In full and without alteration, give the listing again.
### Records ###
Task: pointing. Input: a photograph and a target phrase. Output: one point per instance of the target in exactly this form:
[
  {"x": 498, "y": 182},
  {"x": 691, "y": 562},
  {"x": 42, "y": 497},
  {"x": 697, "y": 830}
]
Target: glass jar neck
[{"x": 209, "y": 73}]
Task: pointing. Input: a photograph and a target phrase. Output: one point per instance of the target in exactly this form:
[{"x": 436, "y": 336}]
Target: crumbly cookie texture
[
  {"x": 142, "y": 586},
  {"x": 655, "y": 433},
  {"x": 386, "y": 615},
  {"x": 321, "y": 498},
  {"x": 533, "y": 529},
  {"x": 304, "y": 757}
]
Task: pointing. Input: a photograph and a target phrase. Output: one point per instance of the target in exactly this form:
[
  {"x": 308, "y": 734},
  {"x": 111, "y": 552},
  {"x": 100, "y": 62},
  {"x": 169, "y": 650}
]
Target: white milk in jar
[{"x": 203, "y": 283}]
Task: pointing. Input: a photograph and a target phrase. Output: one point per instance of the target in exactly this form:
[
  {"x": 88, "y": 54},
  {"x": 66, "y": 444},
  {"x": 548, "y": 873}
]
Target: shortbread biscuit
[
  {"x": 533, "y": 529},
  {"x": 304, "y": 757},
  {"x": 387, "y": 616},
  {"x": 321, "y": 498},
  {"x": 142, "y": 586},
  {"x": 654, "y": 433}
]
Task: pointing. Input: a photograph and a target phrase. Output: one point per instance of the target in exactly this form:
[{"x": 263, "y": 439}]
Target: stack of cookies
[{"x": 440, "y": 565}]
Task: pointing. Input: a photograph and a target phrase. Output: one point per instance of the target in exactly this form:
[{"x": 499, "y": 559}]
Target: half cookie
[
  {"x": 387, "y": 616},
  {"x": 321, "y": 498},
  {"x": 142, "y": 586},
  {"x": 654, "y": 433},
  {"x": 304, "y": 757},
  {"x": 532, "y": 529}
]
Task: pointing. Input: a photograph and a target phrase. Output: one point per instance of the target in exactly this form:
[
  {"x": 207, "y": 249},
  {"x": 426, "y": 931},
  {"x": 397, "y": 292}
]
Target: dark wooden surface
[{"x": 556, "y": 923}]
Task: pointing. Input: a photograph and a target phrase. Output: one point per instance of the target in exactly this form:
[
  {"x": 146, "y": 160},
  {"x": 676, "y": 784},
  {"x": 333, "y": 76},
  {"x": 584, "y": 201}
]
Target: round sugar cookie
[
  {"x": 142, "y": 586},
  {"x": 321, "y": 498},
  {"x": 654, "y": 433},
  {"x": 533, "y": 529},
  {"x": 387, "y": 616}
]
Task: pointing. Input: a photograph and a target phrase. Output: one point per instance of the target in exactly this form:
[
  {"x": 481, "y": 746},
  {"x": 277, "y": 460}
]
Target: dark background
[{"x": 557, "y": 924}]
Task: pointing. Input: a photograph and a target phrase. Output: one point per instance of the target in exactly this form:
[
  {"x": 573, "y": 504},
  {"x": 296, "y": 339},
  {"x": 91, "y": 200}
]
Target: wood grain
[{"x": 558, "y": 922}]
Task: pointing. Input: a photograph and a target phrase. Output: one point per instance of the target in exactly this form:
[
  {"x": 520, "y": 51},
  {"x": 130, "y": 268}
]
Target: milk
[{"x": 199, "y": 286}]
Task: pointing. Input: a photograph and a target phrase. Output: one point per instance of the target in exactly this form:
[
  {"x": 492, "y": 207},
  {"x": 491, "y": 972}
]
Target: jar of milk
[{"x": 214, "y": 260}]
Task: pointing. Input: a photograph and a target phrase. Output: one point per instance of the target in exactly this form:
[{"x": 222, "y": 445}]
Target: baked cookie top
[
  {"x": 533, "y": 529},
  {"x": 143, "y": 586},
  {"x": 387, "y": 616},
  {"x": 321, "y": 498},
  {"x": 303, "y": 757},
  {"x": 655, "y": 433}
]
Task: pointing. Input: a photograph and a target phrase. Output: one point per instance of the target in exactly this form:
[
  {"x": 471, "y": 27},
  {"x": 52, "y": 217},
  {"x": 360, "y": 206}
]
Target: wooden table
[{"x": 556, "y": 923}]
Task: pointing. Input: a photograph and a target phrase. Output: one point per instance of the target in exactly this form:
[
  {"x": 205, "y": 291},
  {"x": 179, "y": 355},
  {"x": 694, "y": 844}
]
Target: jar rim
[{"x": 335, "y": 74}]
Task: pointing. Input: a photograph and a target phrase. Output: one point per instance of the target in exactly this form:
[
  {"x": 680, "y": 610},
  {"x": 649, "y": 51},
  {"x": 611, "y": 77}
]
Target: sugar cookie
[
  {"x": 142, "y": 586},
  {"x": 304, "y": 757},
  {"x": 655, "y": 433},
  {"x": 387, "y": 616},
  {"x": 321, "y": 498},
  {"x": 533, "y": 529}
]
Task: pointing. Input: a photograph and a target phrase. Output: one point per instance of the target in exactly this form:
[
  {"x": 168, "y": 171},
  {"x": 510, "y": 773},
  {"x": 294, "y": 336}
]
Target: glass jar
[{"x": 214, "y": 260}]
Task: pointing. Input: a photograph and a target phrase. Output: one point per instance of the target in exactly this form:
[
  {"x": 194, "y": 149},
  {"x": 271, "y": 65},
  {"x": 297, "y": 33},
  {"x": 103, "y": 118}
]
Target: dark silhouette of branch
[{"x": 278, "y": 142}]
###
## Output of the exercise
Task: pointing. Input: a photograph and a target phrase. Output: one point per instance of the target in exactly this form:
[
  {"x": 498, "y": 182},
  {"x": 691, "y": 562},
  {"x": 42, "y": 497},
  {"x": 697, "y": 830}
]
Target: glass jar neck
[{"x": 209, "y": 73}]
Task: pointing. Input: a photograph and a target phrase. Output: one point per instance of the target in exactly this form:
[{"x": 436, "y": 336}]
Target: crumbly cookie texture
[
  {"x": 142, "y": 586},
  {"x": 655, "y": 433},
  {"x": 386, "y": 615},
  {"x": 321, "y": 498},
  {"x": 533, "y": 529},
  {"x": 304, "y": 757}
]
Task: pointing. Input: a photograph and a target phrase. Output: one point per instance of the target in exactly this form:
[
  {"x": 308, "y": 734},
  {"x": 111, "y": 552},
  {"x": 100, "y": 62},
  {"x": 169, "y": 650}
]
Target: white milk in jar
[{"x": 203, "y": 283}]
Task: pointing. Input: a photograph and a target phrase. Output: one point per instance of the target in exactly this form:
[
  {"x": 88, "y": 54},
  {"x": 66, "y": 444},
  {"x": 548, "y": 873}
]
Target: shortbread biscuit
[
  {"x": 533, "y": 529},
  {"x": 304, "y": 757},
  {"x": 387, "y": 616},
  {"x": 321, "y": 498},
  {"x": 142, "y": 586},
  {"x": 654, "y": 433}
]
Task: pointing. Input: a photograph and a target phrase. Output: one point per instance of the target in exactly this form:
[{"x": 263, "y": 439}]
Target: stack of cookies
[{"x": 440, "y": 565}]
Task: pointing. Input: a photograph and a target phrase. Output: one point per instance of the target in exactly this form:
[{"x": 499, "y": 559}]
Target: half cookie
[
  {"x": 387, "y": 616},
  {"x": 321, "y": 498},
  {"x": 142, "y": 586},
  {"x": 654, "y": 433},
  {"x": 304, "y": 757},
  {"x": 532, "y": 529}
]
Task: pointing. Input: a photograph and a target phrase. Output: one point per instance of the target in exactly this form:
[
  {"x": 207, "y": 249},
  {"x": 426, "y": 931},
  {"x": 397, "y": 292}
]
Target: dark wooden surface
[{"x": 556, "y": 923}]
Task: pointing. Input: a photograph and a target phrase. Output: one point per instance of the target in exactly this form:
[
  {"x": 146, "y": 160},
  {"x": 676, "y": 784},
  {"x": 333, "y": 76},
  {"x": 584, "y": 201}
]
Target: round sugar cookie
[
  {"x": 142, "y": 586},
  {"x": 321, "y": 498},
  {"x": 654, "y": 433},
  {"x": 533, "y": 529},
  {"x": 387, "y": 616}
]
Task: pointing. Input: a photograph and a target phrase. Output: one point per instance of the target in exactly this form:
[
  {"x": 481, "y": 746},
  {"x": 277, "y": 460}
]
Target: dark background
[{"x": 557, "y": 924}]
Task: pointing. Input: a photograph and a target phrase. Output: one point per instance of the target in exactly this form:
[
  {"x": 573, "y": 504},
  {"x": 296, "y": 339},
  {"x": 91, "y": 200}
]
Target: wood grain
[{"x": 558, "y": 922}]
Task: pointing. Input: a photograph and a target phrase. Output: one point per instance of the target in exactly this form:
[
  {"x": 520, "y": 51},
  {"x": 130, "y": 268}
]
Target: milk
[{"x": 199, "y": 286}]
Task: pointing. Input: a photograph and a target phrase. Output: one point per instance of the target in exactly this form:
[
  {"x": 492, "y": 207},
  {"x": 491, "y": 972}
]
Target: jar of milk
[{"x": 214, "y": 260}]
Task: pointing. Input: a photograph and a target phrase. Output: one point per instance of the target in exactly this form:
[{"x": 222, "y": 445}]
Target: baked cookie top
[
  {"x": 533, "y": 529},
  {"x": 143, "y": 586},
  {"x": 387, "y": 616},
  {"x": 321, "y": 498},
  {"x": 303, "y": 757},
  {"x": 655, "y": 433}
]
Task: pointing. Input: a photograph and a target phrase. Output: one point per instance of the target in exactly this form:
[
  {"x": 471, "y": 27},
  {"x": 52, "y": 217},
  {"x": 360, "y": 206}
]
Target: wooden table
[{"x": 556, "y": 923}]
Task: pointing. Input: a photograph and a target phrase. Output: one point per instance of the target in exactly this form:
[
  {"x": 205, "y": 291},
  {"x": 179, "y": 355},
  {"x": 694, "y": 844}
]
Target: jar rim
[{"x": 335, "y": 74}]
Task: pointing. Input: a photograph and a target phrase. Output: one point per instance of the target in exactly this form:
[
  {"x": 680, "y": 610},
  {"x": 649, "y": 51},
  {"x": 611, "y": 77}
]
Target: sugar cookie
[
  {"x": 142, "y": 586},
  {"x": 304, "y": 757},
  {"x": 655, "y": 433},
  {"x": 387, "y": 616},
  {"x": 321, "y": 498},
  {"x": 533, "y": 529}
]
Task: pointing. Input: a photograph and a target phrase. Output: one point per instance of the target in exactly this form:
[
  {"x": 168, "y": 171},
  {"x": 510, "y": 773},
  {"x": 294, "y": 336}
]
Target: glass jar
[{"x": 214, "y": 260}]
Task: pointing. Input: a photograph and a target phrase. Output: one point per instance of the target in exactly this form:
[
  {"x": 194, "y": 149},
  {"x": 271, "y": 65},
  {"x": 297, "y": 33},
  {"x": 103, "y": 118}
]
Target: dark silhouette of branch
[{"x": 278, "y": 142}]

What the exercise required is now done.